> Document
4.1.3 Selon l'art. 678 al. 2 CO, les actionnaires et les membres du conseil d'administration, ainsi que les personnes qui leur sont proches, sont tenus de restituer les autres prestations de la société qui sont en disproportion évidente avec leur contre-prestation et la situation économique de la société.

Cet article couvre toutes les formes d'attributions, notamment à l'administrateur, d'avantages financiers commercialement injustifiés et qui ne revêtent pas la forme apparente de la distribution de bénéfice (Chenaux/Gachet, in Commentaire CO II, 2017, n° 28 ad art. 678 CO). Selon la jurisprudence, il y a distribution dissimulée de bénéfice lorsque la société attribue notamment à ses actionnaires ou à ses administrateurs, une prestation appréciable en argent sans contre-prestation équivalente et qu'elle n'aurait pas été effectuée dans les mêmes conditions à un tiers (arrêts du Tribunal fédéral 6B_310/2014 du 23 novembre 2015 consid. 3.9.4.1; 4A_174/2007 du 13 septembre 2007 consid. 4.3.1 et 2P.195/2005 du 16 février 2006 consid. 3.2).

Doivent faire l'objet d'une restitution en vertu de l'art. 678 CO, les prestations faites par la société, soit tout acte par lequel le bénéficiaire perçoit un avantage appréciable en argent au détriment de la société, qui se trouve ainsi appauvrie. Les hypothèses de distributions occultes de bénéfices peuvent prendre la forme de sous-facturation ou de surfacturation de biens ou de services. On pense par exemple aux salaires excessifs ou autres formes de rémunérations concédées à l'administrateur dans le cadre de rapports de travail. Il convient alors d'apprécier le salaire à la lumière de l'ensemble des circonstances relatives à la politique salariale de l'entreprise dans le temps, à la situation financière de la société, à la position et aux compétences du bénéficiaire, ainsi qu'aux rémunérations versées aux salariés de rang équivalent (arrêt du Tribunal fédéral 6B_310/2014 précité consid. 3.9.4.1; Chenaux/Gachet, op. cit., n° 46 ad art. 678 CO). La disproportion devant être évidente, seuls les abus sont sanctionnés. Cette condition est toutefois plus facile à retenir si la société se trouve dans une situation financière précaire (Chenaux/Gachet, op. cit., n° 33, 36 et 42 ad art. 678 CO). Le bénéficiaire doit en outre être de mauvaise foi, c'est-à-dire connaître le vice affectant l'attribution ou avoir dû le connaître en témoignant d'une attention suffisante (Chenaux/Gachet, op. cit., n° 55 ad art. 678 CO).

> Objectif
Pourriez-vous écrire la suite du texte sur la restitution des prestations selon l'art. 678 CO, en reprenant juste après sa dernière phrase ? Vous n'aurez pas besoin des enregistrements qui suivent.

> Matériel fourni
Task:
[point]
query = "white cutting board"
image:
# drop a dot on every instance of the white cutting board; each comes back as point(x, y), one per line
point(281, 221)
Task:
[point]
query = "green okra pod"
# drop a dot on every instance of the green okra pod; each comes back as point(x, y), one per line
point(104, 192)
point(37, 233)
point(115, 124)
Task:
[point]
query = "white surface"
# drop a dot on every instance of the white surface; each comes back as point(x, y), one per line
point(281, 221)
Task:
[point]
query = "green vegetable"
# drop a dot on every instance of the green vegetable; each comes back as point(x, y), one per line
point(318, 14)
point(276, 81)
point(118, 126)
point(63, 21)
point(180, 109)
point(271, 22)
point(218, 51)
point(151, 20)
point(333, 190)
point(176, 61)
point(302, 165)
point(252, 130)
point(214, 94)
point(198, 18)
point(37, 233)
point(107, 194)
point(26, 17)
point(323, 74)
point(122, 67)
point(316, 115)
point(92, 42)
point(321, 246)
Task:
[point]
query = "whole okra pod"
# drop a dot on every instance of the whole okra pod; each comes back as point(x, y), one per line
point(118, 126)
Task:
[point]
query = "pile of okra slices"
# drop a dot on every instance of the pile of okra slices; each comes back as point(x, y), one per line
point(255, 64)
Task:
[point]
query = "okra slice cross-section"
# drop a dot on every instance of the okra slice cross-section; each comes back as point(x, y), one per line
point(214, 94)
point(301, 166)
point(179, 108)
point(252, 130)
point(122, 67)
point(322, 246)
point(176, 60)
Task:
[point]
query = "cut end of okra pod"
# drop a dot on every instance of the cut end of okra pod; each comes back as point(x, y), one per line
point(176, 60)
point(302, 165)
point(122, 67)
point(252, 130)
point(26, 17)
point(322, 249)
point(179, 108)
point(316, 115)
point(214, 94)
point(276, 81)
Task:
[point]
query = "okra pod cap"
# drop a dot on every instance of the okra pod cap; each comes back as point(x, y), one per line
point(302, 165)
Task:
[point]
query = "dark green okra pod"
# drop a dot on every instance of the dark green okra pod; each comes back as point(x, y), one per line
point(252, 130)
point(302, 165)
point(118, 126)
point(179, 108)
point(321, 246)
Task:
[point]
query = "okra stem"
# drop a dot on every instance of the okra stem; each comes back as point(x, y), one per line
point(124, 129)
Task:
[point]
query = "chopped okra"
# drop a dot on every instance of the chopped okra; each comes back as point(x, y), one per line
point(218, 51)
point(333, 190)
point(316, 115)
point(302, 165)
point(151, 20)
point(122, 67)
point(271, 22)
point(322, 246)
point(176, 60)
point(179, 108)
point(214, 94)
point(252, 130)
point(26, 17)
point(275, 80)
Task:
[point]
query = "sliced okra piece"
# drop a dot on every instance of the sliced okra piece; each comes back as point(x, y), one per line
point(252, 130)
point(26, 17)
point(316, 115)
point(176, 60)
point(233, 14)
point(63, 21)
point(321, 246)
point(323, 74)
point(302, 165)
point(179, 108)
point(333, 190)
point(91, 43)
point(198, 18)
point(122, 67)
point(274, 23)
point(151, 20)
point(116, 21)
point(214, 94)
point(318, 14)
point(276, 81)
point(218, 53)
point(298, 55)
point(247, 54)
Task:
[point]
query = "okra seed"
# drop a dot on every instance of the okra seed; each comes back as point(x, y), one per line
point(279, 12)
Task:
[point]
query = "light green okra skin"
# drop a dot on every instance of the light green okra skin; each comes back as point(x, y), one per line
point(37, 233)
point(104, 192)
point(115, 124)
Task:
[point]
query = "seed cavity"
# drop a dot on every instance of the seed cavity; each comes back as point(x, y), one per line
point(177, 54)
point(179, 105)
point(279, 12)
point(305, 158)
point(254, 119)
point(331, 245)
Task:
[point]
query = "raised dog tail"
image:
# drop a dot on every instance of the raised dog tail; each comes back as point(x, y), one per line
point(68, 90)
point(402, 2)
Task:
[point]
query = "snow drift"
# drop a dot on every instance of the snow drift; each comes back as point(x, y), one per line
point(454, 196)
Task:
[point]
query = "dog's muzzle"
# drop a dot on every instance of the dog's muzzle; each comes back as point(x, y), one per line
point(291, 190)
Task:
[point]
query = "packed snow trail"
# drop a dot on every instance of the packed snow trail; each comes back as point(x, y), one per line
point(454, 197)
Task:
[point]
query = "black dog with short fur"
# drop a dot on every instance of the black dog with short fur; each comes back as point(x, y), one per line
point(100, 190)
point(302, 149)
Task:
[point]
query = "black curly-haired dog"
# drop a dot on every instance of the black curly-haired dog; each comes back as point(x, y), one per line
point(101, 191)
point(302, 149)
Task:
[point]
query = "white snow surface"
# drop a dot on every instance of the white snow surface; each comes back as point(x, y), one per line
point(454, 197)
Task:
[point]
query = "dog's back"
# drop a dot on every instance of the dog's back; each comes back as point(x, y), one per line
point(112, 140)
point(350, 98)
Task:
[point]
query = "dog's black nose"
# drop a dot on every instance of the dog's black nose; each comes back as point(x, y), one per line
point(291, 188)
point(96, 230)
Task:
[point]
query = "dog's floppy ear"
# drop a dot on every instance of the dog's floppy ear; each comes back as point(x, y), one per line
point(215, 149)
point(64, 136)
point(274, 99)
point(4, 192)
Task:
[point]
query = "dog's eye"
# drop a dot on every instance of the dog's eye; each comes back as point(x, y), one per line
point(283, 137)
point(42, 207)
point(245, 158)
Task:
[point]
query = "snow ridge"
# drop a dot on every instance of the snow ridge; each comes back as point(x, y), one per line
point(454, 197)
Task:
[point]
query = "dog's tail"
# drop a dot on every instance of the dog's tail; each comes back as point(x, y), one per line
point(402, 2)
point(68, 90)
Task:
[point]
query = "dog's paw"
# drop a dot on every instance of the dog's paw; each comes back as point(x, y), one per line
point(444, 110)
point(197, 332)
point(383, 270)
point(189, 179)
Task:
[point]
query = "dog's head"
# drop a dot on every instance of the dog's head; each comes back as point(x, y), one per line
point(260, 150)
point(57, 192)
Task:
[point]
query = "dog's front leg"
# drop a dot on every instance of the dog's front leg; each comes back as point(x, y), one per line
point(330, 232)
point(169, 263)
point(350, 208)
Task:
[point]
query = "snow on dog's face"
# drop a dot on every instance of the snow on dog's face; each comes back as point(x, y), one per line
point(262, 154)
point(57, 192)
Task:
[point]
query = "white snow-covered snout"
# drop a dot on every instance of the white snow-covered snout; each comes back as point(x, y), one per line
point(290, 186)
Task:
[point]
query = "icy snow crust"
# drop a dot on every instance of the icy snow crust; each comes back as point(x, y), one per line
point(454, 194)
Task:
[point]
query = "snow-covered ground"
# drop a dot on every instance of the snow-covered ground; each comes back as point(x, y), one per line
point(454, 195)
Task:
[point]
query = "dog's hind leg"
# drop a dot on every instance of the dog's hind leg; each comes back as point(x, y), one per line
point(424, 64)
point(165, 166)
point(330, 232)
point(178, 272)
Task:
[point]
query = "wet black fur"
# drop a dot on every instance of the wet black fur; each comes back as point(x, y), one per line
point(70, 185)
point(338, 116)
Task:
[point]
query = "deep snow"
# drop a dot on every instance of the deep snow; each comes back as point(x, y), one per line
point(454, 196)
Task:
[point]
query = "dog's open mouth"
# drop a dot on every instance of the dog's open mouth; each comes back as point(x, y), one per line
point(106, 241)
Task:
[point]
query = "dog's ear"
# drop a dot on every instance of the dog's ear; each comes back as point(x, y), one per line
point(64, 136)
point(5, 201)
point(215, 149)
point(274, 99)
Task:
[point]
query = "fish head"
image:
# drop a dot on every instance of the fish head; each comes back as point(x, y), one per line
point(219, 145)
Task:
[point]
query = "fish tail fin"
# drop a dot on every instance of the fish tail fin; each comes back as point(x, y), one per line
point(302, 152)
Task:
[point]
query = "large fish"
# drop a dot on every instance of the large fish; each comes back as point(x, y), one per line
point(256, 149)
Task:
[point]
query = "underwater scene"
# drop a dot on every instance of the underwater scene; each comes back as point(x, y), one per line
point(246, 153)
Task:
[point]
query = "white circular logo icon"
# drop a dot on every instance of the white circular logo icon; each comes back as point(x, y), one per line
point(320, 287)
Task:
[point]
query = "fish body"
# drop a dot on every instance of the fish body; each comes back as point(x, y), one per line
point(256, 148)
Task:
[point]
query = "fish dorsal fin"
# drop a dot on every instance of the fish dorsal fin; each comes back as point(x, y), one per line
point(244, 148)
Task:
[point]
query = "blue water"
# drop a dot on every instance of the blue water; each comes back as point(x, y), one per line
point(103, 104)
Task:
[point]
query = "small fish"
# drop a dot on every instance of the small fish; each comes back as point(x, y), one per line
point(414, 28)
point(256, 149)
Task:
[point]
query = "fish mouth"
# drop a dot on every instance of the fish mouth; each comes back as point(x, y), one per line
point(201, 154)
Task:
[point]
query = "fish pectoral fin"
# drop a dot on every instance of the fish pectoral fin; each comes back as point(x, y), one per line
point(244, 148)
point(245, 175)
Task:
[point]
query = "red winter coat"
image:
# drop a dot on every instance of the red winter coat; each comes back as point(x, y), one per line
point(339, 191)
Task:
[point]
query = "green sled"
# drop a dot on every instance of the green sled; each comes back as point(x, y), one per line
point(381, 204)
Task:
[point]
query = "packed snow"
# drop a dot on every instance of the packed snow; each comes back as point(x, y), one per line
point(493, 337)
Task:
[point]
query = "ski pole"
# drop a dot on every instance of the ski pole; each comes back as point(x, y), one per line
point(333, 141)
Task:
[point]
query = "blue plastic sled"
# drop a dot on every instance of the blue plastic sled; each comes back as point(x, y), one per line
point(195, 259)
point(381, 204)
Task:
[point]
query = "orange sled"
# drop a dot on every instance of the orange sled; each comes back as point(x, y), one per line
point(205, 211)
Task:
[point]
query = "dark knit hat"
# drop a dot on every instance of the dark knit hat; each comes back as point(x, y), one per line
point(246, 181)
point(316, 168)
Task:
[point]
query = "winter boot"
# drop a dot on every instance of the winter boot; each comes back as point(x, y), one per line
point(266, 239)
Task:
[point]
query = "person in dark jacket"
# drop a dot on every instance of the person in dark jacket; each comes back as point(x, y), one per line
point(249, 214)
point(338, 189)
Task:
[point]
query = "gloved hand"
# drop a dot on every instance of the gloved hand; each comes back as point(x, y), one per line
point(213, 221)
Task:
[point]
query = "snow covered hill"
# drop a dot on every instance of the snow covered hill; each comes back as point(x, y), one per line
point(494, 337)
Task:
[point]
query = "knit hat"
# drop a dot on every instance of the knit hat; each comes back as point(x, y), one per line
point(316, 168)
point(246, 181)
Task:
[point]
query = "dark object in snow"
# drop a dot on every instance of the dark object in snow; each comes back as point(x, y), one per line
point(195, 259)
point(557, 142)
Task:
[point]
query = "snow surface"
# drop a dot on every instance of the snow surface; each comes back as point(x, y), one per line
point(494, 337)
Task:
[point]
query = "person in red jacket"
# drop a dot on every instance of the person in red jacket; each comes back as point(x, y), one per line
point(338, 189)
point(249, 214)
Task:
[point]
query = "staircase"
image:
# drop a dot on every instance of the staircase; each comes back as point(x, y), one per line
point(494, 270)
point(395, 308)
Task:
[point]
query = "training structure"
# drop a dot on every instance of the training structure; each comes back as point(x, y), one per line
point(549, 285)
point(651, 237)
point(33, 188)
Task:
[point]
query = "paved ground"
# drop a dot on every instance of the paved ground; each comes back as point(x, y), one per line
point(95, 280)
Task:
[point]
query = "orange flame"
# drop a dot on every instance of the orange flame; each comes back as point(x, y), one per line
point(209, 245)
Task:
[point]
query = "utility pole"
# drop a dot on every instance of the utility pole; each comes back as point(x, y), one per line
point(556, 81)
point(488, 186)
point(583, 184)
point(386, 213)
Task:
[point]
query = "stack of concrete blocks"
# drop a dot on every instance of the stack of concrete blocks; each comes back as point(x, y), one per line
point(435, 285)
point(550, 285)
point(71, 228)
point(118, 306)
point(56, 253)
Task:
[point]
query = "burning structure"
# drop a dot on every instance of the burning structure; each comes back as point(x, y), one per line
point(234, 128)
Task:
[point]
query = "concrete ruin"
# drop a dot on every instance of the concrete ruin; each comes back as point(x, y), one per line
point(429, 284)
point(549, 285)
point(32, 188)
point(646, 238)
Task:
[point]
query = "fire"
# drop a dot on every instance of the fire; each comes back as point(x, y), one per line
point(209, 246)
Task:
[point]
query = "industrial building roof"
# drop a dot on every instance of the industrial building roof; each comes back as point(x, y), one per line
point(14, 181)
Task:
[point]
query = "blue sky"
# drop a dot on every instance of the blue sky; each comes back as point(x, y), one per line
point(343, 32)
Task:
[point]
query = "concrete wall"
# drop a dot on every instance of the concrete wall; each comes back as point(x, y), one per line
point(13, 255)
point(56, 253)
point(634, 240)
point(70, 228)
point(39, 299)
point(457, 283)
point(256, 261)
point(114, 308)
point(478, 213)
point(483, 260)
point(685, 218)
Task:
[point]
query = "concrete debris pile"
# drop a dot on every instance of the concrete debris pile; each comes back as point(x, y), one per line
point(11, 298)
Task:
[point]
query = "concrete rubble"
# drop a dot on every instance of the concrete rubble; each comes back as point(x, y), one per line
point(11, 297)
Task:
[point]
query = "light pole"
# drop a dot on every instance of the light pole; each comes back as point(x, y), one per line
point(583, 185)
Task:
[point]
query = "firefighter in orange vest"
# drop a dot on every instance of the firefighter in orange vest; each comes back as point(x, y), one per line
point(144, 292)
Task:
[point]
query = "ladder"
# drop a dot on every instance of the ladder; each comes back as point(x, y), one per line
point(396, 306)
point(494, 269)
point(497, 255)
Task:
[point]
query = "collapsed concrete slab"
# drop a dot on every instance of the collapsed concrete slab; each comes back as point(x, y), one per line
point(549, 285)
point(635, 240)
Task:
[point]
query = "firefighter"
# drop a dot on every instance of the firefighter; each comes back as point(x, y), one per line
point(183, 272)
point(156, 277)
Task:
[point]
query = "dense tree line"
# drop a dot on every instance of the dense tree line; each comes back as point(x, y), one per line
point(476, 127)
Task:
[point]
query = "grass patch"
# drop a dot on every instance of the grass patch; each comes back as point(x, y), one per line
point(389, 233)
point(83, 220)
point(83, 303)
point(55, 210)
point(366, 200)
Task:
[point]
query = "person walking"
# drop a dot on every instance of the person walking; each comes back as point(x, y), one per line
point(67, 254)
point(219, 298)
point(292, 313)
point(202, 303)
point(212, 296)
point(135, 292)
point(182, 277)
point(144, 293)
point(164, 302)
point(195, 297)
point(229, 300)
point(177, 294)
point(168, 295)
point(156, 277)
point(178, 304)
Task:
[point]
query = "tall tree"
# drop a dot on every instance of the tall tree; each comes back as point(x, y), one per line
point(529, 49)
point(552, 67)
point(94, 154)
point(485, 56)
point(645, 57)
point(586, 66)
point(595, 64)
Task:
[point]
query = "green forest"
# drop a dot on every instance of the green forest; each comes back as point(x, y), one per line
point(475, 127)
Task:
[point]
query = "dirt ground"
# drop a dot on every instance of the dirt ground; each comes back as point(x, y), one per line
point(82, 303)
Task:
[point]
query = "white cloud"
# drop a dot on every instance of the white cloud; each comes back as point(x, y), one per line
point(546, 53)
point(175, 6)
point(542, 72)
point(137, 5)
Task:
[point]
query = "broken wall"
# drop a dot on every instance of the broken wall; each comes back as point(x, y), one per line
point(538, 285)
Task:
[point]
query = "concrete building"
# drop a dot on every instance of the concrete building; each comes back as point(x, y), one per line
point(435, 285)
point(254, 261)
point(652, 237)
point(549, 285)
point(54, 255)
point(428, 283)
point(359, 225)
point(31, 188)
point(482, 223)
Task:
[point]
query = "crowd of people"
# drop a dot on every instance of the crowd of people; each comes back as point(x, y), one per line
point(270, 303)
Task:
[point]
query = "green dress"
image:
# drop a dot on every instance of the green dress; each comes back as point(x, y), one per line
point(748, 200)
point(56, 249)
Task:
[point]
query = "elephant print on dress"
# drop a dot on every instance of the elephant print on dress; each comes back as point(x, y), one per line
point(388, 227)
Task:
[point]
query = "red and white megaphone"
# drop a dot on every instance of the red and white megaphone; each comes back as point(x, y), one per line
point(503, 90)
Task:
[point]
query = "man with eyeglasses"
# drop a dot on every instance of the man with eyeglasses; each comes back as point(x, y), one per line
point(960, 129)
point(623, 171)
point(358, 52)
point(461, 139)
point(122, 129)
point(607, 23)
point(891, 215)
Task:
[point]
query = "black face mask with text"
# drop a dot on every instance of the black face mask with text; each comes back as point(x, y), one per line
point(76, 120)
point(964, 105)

> La réponse
La restitution des prestations est donc soumise à trois conditions objectives cumulatives : (i) une disproportion entre la prestation de la société et la contre-prestation du bénéficiaire, (ii) une disproportion entre la prestation de la société et sa situation économique et (iii) l'évidence de la disproportion (ATF 140 III 602 consid. 8 et 9).

Le caractère manifestement disproportionné dépendra de l'impact que la prestation litigieuse a sur la situation financière de la société. Cet examen devra concrètement tenir compte du bilan, du compte de pertes et profits, de l'annexe et, le cas échéant, du tableau des flux de trésorerie. Il faudra également considérer la capacité bénéficiaire de la société à la lumière de son positionnement sur le marché, de ses besoins d'équipement, etc. Seul l'ensemble des circonstances permettra de déterminer si une prestation de la société apparaît ou non manifestement disproportionnée, au moment où elle est opérée, par rapport à la contre-prestation. Tel sera le cas en toute hypothèse lorsque l'acte litigieux a pour conséquence de porter atteinte au capital-actions et aux réserves légales (Chenaux/Gachet, op. cit., n° 44 ad art. 678 CO).

Le moment déterminant pour juger de la disproportion entre la prestation de la société et la contre-prestation du bénéficiaire dépend de la forme de la prestation. Si celle-ci revêt une forme contractuelle, on devrait se placer au moment où la prestation de la société est exigible selon le contrat. Pour un contrat de durée, la disproportion devra encore exister au moment où la société aurait pu mettre un terme au contrat (Chenaux/Gachet, op. cit., n° 40 ad art. 678 CO; Vogt, in Basler Kommentar OR II, 2016, n° 14 ad art. 678 CO).

4.2.1 En l'espèce, il n'est pas contesté que les contrats de 1992 et 2003 ont été valablement conclus entre E______ SA et l'intimé et qu'ils ont été régulièrement exécutés durant de nombreuses années. Il n'est pas non plus contesté que ces contrats étaient encore en vigueur lorsque la précitée a été absorbée par F______ SA, devenue l'appelante, ce que le témoin C______ a d'ailleurs confirmé.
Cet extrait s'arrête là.